Retype the entries below word for word, from the line containing "Q: Where is the white throw" through the last line of the entries, including both ends, and leave out the pictures.

--- Supplied data ---

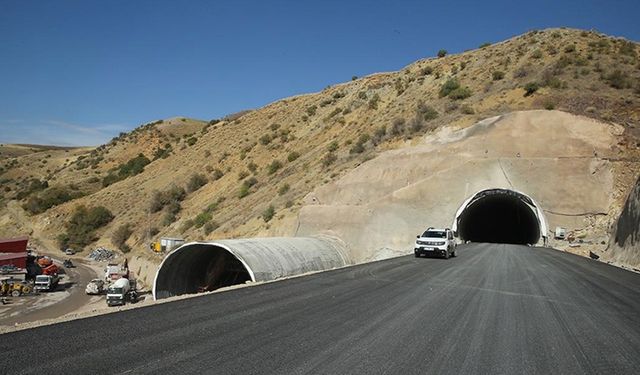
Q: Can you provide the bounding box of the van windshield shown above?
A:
[422,230,447,238]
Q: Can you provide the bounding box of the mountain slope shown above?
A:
[0,29,640,274]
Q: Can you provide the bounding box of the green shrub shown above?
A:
[267,159,282,175]
[162,212,176,227]
[211,168,224,181]
[16,179,49,200]
[22,187,83,214]
[491,70,504,81]
[180,219,194,232]
[531,48,542,59]
[439,78,460,98]
[193,212,213,228]
[153,143,173,160]
[149,185,187,213]
[287,151,300,163]
[238,177,258,199]
[327,141,340,152]
[187,173,209,193]
[262,205,276,223]
[238,171,249,181]
[449,86,471,100]
[524,82,540,96]
[368,93,380,109]
[307,105,318,116]
[460,104,476,115]
[111,223,133,248]
[203,221,220,234]
[618,40,636,57]
[102,154,151,187]
[258,134,273,146]
[371,125,387,145]
[416,101,438,121]
[349,142,365,154]
[605,69,631,89]
[391,117,406,136]
[58,206,113,249]
[322,151,338,167]
[118,154,151,178]
[278,184,290,195]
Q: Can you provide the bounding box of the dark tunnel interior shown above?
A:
[155,244,251,299]
[458,190,540,245]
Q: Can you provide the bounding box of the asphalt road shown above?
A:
[0,244,640,374]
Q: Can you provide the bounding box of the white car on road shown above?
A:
[413,228,457,259]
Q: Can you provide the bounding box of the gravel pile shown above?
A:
[88,247,116,262]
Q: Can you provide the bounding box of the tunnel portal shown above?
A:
[454,189,547,245]
[156,244,251,297]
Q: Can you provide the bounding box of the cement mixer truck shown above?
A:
[107,277,138,306]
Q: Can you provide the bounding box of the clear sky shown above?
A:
[0,0,640,145]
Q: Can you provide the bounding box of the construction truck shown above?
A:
[107,277,138,306]
[104,259,129,282]
[34,274,60,292]
[0,279,33,297]
[84,279,104,294]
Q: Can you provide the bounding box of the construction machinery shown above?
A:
[84,279,104,294]
[107,277,138,306]
[104,259,129,282]
[0,280,33,297]
[34,274,60,292]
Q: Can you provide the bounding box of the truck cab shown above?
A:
[107,278,137,306]
[33,275,60,292]
[413,227,457,259]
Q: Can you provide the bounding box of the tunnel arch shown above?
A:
[153,236,351,299]
[452,189,547,245]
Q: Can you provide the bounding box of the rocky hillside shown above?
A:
[0,29,640,264]
[605,178,640,270]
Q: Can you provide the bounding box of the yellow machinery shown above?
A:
[0,280,33,297]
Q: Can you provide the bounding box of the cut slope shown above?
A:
[297,111,640,261]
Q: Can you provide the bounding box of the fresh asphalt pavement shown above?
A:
[0,244,640,374]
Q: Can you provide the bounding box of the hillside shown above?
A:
[0,29,640,280]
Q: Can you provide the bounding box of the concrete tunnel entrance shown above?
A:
[453,189,547,245]
[155,244,252,295]
[153,236,351,299]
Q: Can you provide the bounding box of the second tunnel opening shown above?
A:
[155,244,251,298]
[457,190,540,245]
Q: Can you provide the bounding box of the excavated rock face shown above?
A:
[607,178,640,267]
[296,111,640,261]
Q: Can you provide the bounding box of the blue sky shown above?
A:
[0,0,640,145]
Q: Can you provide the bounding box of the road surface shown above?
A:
[0,259,99,326]
[0,244,640,374]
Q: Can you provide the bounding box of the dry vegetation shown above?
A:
[0,29,640,258]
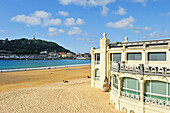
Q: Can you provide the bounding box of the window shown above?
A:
[122,77,140,95]
[148,52,166,61]
[145,80,170,101]
[110,53,121,61]
[127,53,142,60]
[113,76,118,89]
[95,53,100,64]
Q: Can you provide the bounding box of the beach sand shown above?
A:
[0,66,119,113]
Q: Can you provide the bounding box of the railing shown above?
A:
[110,62,170,76]
[144,96,170,108]
[95,76,100,80]
[95,61,100,64]
[121,91,140,101]
[113,86,118,93]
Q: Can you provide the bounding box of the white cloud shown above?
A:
[64,18,85,26]
[142,27,152,31]
[76,38,90,41]
[59,0,87,6]
[167,12,170,16]
[32,11,51,18]
[106,16,135,29]
[106,16,152,34]
[59,0,116,16]
[148,32,157,38]
[43,18,62,26]
[0,29,8,33]
[114,7,127,15]
[58,11,69,17]
[48,27,65,36]
[11,15,41,26]
[11,11,62,26]
[68,27,82,35]
[144,31,170,39]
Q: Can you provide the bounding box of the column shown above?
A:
[121,45,127,61]
[139,80,145,113]
[91,47,95,87]
[142,43,148,65]
[117,77,123,110]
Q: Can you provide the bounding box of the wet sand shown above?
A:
[0,66,119,113]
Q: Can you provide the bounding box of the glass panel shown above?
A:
[145,80,150,92]
[113,53,121,61]
[152,81,166,95]
[168,83,170,96]
[122,78,126,88]
[151,95,167,100]
[95,69,100,77]
[127,78,137,90]
[95,53,100,61]
[127,90,140,95]
[127,53,142,60]
[110,53,113,61]
[148,52,166,61]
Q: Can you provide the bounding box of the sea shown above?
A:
[0,59,91,72]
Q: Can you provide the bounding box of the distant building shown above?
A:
[40,51,47,55]
[30,35,36,40]
[91,33,170,113]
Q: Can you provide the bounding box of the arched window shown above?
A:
[95,69,100,80]
[122,107,127,113]
[130,110,135,113]
[145,80,170,101]
[122,77,140,101]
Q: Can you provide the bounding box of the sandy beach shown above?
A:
[0,66,122,113]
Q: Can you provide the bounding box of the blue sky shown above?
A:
[0,0,170,53]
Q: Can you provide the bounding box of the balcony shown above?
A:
[110,62,170,76]
[95,61,100,64]
[121,91,140,101]
[95,76,100,80]
[144,96,170,108]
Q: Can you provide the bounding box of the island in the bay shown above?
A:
[0,36,91,60]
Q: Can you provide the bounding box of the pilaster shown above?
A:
[117,76,123,110]
[139,80,145,113]
[90,47,95,87]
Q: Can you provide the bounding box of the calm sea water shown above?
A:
[0,60,91,70]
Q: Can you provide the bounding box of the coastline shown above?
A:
[0,63,90,73]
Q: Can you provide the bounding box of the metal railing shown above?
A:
[121,91,140,101]
[95,76,100,80]
[144,96,170,109]
[110,62,170,76]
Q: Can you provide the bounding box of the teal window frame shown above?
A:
[110,53,122,62]
[121,77,140,95]
[144,80,170,101]
[148,52,167,61]
[127,52,142,61]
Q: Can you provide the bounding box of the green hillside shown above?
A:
[0,38,70,54]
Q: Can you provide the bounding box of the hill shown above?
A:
[0,38,70,54]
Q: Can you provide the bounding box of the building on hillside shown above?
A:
[91,33,170,113]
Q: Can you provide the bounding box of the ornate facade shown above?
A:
[91,33,170,113]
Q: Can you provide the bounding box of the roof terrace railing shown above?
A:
[111,62,170,76]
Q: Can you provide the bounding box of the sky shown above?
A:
[0,0,170,53]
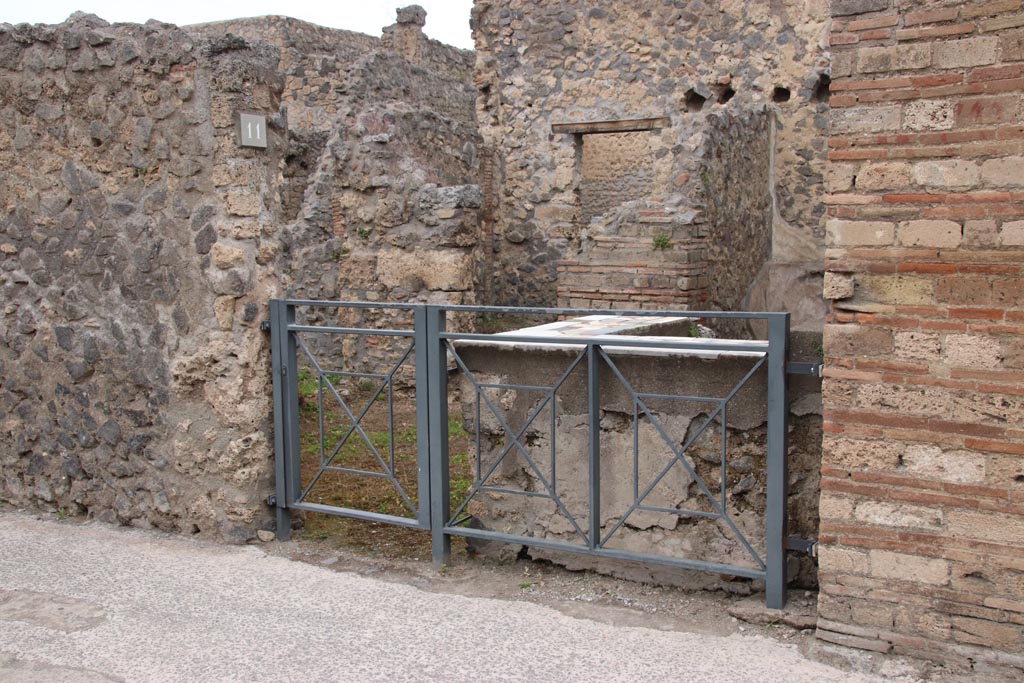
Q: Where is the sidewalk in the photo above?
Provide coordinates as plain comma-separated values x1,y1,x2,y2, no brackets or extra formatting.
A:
0,513,909,683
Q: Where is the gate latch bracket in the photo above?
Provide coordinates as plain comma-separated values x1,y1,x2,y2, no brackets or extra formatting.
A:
785,536,818,557
785,362,825,377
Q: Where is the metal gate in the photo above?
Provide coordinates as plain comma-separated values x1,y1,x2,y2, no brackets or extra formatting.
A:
270,300,794,608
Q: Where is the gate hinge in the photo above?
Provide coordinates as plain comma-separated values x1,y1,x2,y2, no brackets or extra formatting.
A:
785,536,818,557
785,362,825,377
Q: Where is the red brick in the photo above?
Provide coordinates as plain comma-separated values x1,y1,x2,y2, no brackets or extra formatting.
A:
967,65,1024,83
856,358,931,375
896,23,974,40
956,95,1019,126
910,74,964,88
830,78,912,92
828,150,889,161
828,31,860,45
949,308,1002,321
964,438,1024,456
903,7,959,26
846,14,899,31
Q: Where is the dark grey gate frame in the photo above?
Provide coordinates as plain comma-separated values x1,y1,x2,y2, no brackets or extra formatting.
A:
270,299,790,608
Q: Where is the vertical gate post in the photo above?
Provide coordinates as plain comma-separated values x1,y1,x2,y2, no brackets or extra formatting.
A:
428,306,452,569
765,313,790,609
413,306,431,528
587,344,601,550
270,299,292,541
281,301,302,507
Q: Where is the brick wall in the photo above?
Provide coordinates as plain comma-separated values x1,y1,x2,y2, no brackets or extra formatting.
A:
818,0,1024,669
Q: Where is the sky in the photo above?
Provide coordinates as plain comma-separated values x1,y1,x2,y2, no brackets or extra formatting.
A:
0,0,473,49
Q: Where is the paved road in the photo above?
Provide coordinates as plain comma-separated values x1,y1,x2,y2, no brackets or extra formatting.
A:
0,513,897,683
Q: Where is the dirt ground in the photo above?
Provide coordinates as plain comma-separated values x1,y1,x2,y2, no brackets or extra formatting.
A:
284,368,1005,683
264,522,1009,683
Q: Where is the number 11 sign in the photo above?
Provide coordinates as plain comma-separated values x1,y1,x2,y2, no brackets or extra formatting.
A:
239,114,266,147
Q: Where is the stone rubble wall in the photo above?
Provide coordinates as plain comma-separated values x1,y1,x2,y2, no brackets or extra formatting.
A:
700,111,773,337
0,14,285,542
0,6,481,542
473,0,828,313
818,0,1024,680
272,16,481,350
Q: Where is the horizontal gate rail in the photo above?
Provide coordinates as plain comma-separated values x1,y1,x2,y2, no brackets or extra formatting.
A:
270,299,790,607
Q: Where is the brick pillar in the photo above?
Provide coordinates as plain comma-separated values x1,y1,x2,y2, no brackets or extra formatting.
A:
818,0,1024,668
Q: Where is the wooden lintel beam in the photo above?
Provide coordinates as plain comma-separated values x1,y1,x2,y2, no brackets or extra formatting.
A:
551,117,669,135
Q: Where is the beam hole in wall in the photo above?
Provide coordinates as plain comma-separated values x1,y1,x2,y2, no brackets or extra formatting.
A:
686,88,708,114
771,85,793,104
811,74,831,102
580,131,657,224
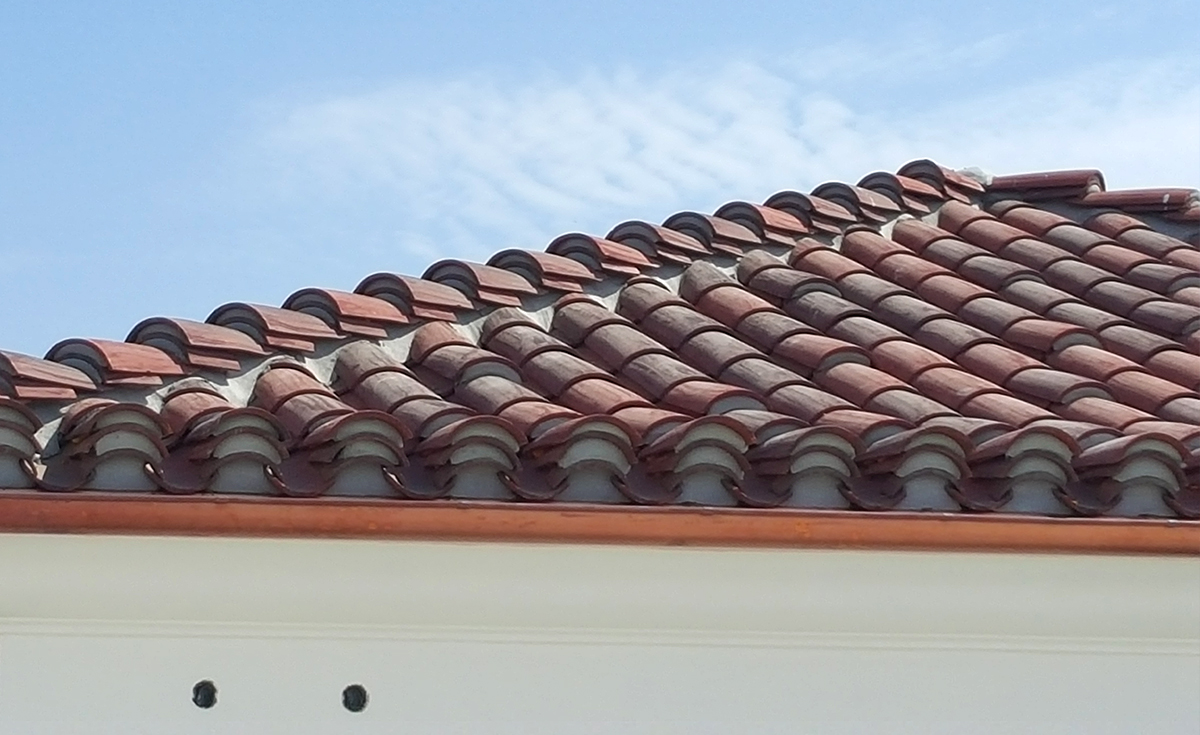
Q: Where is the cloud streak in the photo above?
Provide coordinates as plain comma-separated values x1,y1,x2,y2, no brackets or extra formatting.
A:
256,50,1200,258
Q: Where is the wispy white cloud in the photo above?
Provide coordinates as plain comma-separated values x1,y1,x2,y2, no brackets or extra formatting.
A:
248,49,1200,257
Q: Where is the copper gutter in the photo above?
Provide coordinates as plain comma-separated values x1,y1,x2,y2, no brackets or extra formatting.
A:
0,491,1200,556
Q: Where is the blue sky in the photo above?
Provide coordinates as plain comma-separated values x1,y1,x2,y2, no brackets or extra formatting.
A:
0,0,1200,354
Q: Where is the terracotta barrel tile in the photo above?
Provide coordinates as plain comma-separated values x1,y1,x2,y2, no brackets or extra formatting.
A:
1002,318,1096,353
1000,238,1075,270
744,265,840,301
790,249,870,282
1106,370,1196,413
719,357,812,396
679,331,762,376
875,252,952,291
920,238,989,273
1099,324,1180,364
620,353,708,401
1158,396,1200,426
838,273,907,309
874,294,950,334
1046,345,1141,382
871,340,954,383
1124,261,1200,295
937,202,995,232
958,298,1039,335
772,334,868,371
912,368,1006,411
408,322,474,365
1004,368,1104,404
558,377,650,420
1042,225,1112,257
1129,299,1200,336
956,343,1051,386
912,274,992,312
1001,280,1082,315
638,304,730,349
1082,281,1163,321
737,311,817,352
767,386,856,424
958,219,1030,253
959,393,1056,428
1145,349,1200,390
1058,398,1154,431
994,205,1072,237
841,229,911,268
1084,211,1146,238
829,316,908,352
912,318,998,359
1043,301,1132,333
892,220,956,253
814,363,912,406
956,255,1040,291
863,389,958,425
784,291,871,331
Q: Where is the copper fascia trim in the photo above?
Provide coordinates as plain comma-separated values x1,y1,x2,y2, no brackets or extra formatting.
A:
0,491,1200,556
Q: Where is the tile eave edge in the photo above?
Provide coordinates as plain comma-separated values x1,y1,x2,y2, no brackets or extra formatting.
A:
0,491,1200,556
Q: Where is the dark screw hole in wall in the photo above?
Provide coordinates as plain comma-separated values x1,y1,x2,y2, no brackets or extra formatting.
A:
192,679,217,710
342,685,367,712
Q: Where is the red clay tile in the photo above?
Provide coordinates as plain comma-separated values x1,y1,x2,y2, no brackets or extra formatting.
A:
1079,187,1196,211
772,334,866,371
912,318,998,359
1042,225,1112,258
1058,398,1154,431
829,317,907,352
959,393,1056,428
1105,370,1196,413
0,351,96,398
1099,324,1180,364
546,233,656,276
1128,299,1200,336
487,250,598,293
958,298,1038,335
912,368,1006,411
990,202,1073,237
46,339,184,383
838,273,910,309
988,168,1104,199
1157,395,1200,426
714,202,811,240
871,340,954,383
1124,262,1200,295
950,251,1039,291
1001,319,1096,353
955,343,1044,386
1088,226,1189,259
788,247,870,282
863,389,958,425
1041,300,1132,333
1004,368,1111,404
737,311,817,352
874,294,950,334
1145,349,1200,390
1046,345,1140,382
354,273,474,321
937,202,995,233
9,161,1200,514
718,357,812,396
1000,238,1075,270
892,220,958,253
662,211,762,255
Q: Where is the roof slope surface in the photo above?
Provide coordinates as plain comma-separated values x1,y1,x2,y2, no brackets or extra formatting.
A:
0,161,1200,519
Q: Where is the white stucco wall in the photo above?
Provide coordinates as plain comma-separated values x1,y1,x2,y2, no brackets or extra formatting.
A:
0,534,1200,735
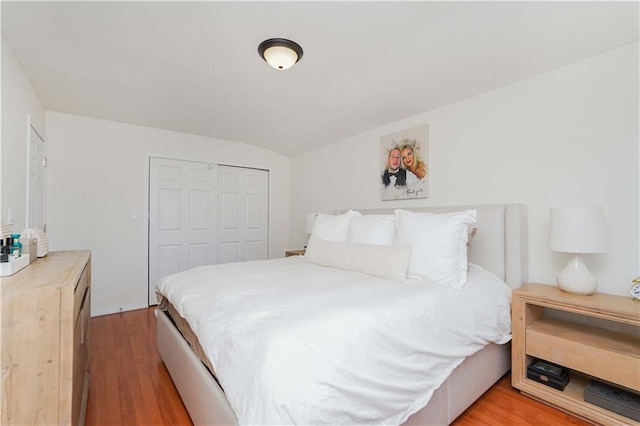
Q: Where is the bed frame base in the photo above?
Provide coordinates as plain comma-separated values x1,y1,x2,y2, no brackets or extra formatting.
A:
157,310,511,425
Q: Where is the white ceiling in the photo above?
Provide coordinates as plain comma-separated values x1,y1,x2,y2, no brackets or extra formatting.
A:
2,1,638,156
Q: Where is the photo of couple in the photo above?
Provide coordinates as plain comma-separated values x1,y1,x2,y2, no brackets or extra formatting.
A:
380,124,428,200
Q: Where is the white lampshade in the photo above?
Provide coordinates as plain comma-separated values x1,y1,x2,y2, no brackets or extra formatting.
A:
304,213,318,234
549,207,607,294
549,207,607,253
264,46,298,70
258,38,303,70
0,220,11,239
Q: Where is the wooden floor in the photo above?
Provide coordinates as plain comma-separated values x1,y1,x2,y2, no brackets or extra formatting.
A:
86,308,587,426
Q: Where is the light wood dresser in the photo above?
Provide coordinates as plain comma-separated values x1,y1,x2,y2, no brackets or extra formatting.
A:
511,284,640,425
0,250,91,425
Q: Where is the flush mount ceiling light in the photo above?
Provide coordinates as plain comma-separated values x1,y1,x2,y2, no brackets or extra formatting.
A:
258,38,303,70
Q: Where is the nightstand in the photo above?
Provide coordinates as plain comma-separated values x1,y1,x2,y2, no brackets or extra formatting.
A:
511,284,640,425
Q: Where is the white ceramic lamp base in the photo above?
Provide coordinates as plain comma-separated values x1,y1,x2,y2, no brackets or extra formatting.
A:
558,253,598,294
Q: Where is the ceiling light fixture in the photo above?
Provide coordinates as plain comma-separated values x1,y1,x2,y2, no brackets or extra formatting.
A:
258,38,303,70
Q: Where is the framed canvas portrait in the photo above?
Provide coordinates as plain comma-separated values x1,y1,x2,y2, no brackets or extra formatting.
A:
379,124,429,200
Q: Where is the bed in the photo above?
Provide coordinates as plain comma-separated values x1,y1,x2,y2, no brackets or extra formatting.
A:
157,204,527,425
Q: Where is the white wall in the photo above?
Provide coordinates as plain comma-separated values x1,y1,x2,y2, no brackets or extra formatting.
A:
291,43,640,295
0,39,46,233
47,112,289,316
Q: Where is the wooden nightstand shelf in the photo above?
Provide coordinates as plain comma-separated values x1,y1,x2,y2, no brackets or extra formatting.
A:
511,284,640,425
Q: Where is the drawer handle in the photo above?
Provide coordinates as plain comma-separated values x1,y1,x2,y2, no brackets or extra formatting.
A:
76,288,89,345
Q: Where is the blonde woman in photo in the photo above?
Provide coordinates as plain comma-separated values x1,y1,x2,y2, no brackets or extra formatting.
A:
400,142,427,179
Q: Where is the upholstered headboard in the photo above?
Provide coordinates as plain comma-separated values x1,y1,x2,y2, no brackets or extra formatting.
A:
348,204,529,288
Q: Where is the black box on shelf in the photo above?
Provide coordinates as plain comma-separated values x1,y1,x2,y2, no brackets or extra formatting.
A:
584,380,640,422
527,359,569,391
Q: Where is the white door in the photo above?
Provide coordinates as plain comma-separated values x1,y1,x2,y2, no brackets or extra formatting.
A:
149,158,218,305
26,118,47,231
218,166,269,263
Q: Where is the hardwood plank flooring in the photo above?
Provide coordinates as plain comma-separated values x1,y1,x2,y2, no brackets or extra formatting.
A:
86,308,588,426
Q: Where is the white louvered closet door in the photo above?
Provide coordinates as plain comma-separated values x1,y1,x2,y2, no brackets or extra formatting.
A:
149,158,218,305
218,166,269,263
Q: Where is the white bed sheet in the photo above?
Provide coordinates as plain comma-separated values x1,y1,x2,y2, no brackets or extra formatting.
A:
157,257,511,424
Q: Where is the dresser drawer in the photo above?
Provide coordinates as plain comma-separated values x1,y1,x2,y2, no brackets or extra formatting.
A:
73,266,89,327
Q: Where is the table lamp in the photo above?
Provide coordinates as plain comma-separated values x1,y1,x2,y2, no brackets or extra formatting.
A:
549,207,607,294
304,213,318,248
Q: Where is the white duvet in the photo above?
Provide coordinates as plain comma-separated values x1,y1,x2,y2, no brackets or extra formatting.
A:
157,257,511,425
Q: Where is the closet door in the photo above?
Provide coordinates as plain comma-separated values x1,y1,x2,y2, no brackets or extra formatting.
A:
26,116,47,231
149,158,218,304
218,166,269,263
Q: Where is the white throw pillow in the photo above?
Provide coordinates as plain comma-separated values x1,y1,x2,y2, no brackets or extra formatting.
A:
304,238,411,282
347,214,396,246
395,209,478,288
311,210,362,242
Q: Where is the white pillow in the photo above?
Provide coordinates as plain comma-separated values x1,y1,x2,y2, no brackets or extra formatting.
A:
347,214,396,246
311,210,362,242
395,209,478,288
304,237,411,282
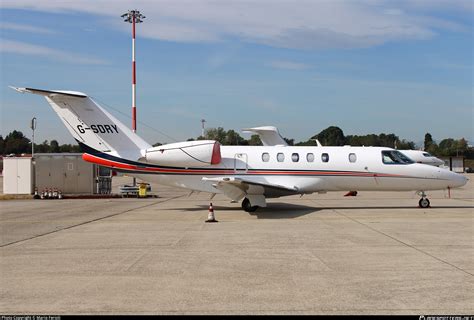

---

__In response__:
Q: Where is the white throw pillow in the photo above?
Provide coordinates as plain comma-separated values x1,y1,x2,y2, no brackets or extra formatting.
A:
304,238,411,282
347,214,396,246
395,209,478,288
311,210,362,242
Q: Where is the white pillow in the photo above?
Provide coordinates as plain comma-separated values x1,y1,x2,y2, no brackets or extra formatting.
A:
347,214,396,246
311,210,362,242
395,209,478,288
304,237,411,282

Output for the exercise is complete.